**PAGE TEXT:**
***

Cast your mind back to the 1990s when Translation Management Systems (TMS) first strutted onstage. Suddenly linguists traded spiral notebooks for digital dashboards and discovered there was, in fact, life after copy‑and‑paste. Today, Large Language Models (LLMs) are repeating the trick—only this time the productivity dial is snapped clean off. Think jumping from dial‑up to 5G overnight.
Yet the narrative isn’t “bots versus humans”. It’s “bots plus humans equals bigger, better, faster”. The machine chews the repetitive bits; the linguist brings the nuance, wit, and cultural flair that keeps audiences hooked. Below, we unpack the full workflow—pre, mid, and post‑translation—plus the ROI maths that has CFOs smiling like they’ve found an extra quarter under the sofa.
1. Pre‑Translation: Glossary Autopilot
The pain
Traditionally, compiling glossaries felt like hand‑knitting a scarf—valuable but painfully slow. Miss a key term and your brand voice drifts faster than a Premier League striker looking for a better contract.
The AI twist
Feed your source files through an LLM‑powered frequency‑analysis routine and watch it spot candidate terms in seconds. It then checks existing termbases, pings style guidance, and surfaces the gaps—all before the first line of Machine Translation (MT) fires. Amazon Translate’s Custom Terminology, Google’s Glossaries API, or open‑source libraries like termextract can slot in here nicely.

***

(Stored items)
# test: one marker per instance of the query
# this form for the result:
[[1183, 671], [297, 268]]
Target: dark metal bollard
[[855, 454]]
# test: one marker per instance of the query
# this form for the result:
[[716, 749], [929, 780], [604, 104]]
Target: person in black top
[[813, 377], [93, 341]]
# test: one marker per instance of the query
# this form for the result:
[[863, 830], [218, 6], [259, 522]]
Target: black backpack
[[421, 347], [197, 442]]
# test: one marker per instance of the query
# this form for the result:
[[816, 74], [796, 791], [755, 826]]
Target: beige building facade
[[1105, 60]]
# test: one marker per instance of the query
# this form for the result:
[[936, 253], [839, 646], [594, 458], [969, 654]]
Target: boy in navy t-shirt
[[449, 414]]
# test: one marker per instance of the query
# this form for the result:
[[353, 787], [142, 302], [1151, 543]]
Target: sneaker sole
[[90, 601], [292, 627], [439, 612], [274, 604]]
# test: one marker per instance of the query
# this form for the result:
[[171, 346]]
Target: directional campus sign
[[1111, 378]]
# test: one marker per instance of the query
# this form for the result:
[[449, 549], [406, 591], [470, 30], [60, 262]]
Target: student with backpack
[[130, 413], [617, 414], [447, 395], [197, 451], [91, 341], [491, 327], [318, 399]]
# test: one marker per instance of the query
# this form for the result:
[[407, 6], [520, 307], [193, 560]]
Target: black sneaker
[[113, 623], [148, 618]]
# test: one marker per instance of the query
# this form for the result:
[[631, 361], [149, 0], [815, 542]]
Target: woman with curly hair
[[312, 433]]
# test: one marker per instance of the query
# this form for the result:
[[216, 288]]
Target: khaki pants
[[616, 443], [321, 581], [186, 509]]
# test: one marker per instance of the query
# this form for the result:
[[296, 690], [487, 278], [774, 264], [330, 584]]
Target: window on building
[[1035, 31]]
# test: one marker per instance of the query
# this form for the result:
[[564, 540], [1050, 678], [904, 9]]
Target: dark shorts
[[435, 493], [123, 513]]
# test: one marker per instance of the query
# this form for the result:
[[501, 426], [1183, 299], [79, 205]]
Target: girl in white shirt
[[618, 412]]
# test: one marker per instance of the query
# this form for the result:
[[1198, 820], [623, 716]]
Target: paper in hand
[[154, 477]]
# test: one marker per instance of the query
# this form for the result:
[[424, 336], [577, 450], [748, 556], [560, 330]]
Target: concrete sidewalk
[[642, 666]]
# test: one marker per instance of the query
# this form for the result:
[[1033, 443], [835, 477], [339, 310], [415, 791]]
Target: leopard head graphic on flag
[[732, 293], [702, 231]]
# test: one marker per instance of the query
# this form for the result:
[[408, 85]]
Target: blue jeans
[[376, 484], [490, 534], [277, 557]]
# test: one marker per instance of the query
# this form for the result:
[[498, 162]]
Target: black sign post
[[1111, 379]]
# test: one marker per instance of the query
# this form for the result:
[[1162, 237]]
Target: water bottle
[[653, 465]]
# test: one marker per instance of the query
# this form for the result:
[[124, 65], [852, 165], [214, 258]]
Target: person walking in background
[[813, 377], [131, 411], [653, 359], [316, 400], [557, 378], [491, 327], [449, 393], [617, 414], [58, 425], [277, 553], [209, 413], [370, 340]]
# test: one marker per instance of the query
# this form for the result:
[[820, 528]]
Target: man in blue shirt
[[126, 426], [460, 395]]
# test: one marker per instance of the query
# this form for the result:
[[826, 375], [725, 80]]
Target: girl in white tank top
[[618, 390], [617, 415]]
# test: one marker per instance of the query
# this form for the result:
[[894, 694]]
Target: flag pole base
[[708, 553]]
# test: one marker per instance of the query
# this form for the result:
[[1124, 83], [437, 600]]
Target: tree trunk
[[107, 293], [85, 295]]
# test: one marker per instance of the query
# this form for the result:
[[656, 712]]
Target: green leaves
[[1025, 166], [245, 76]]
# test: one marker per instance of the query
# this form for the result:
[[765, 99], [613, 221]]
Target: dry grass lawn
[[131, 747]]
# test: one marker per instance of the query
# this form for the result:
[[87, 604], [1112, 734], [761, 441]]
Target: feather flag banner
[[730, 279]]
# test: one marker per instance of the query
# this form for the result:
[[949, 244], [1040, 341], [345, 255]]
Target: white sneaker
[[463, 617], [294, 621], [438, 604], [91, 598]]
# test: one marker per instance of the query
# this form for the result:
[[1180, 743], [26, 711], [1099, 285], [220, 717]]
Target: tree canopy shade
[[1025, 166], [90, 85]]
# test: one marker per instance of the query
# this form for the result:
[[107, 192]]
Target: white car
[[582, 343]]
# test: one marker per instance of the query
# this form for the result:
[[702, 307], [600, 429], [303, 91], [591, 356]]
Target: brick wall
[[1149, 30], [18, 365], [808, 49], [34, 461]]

***

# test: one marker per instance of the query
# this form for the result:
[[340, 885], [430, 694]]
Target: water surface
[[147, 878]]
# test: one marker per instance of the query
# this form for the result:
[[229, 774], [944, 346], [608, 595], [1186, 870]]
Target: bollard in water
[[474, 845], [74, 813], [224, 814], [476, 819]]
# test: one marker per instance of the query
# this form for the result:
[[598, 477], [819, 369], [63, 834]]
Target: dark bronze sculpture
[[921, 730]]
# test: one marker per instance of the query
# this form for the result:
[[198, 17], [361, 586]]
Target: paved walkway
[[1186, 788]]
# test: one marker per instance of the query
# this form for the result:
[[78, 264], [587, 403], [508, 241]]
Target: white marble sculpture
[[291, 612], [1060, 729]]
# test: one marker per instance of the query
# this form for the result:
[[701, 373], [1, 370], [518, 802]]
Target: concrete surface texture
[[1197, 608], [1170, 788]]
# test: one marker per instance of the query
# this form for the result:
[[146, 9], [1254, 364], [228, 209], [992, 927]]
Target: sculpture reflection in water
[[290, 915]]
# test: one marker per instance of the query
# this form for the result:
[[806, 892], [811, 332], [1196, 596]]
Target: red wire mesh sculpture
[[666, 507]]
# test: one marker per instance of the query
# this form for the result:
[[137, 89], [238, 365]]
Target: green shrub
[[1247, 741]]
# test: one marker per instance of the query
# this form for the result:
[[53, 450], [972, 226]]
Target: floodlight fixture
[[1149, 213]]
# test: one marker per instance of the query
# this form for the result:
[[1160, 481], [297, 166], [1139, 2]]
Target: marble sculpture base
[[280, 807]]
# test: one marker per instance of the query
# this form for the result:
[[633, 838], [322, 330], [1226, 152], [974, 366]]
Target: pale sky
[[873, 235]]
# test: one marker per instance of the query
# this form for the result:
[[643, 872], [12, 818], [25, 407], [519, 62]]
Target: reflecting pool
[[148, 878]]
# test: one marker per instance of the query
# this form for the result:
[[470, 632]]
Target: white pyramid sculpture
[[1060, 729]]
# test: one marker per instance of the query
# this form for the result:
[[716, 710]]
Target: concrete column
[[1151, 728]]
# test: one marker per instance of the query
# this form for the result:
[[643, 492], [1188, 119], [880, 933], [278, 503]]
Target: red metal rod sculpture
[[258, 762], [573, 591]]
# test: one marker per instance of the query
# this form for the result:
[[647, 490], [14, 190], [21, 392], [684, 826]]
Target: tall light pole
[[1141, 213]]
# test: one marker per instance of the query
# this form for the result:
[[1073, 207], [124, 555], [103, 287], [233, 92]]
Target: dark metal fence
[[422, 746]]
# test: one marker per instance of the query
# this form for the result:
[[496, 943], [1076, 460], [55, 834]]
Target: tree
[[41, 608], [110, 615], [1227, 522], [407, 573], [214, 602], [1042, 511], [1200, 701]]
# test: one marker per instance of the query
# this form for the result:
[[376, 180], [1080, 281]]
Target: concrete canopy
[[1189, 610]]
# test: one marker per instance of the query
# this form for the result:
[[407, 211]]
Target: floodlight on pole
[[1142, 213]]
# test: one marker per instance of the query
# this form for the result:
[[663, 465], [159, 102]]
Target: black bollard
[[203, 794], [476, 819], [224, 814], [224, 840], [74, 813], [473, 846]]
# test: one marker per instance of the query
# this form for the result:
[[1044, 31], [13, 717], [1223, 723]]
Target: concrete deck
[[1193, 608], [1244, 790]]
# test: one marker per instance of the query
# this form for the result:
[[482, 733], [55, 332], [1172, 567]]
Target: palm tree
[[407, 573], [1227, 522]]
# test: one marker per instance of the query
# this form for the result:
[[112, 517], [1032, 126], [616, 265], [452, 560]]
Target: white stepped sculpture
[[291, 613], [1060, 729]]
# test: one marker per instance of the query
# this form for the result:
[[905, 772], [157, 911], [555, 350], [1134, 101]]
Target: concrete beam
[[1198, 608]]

***

**EXERCISE OBJECTIVE:**
Answer these questions using the text about AI in translation work:
1. In what decade did Translation Management Systems first appear?
2. What three stages of the workflow does the text say it will unpack?
3. After spotting candidate terms, what does the LLM-powered routine check?

**WORKED SOLUTION:**
1. The 1990s
2. Pre-translation, mid-translation, and post-translation
3. Existing termbases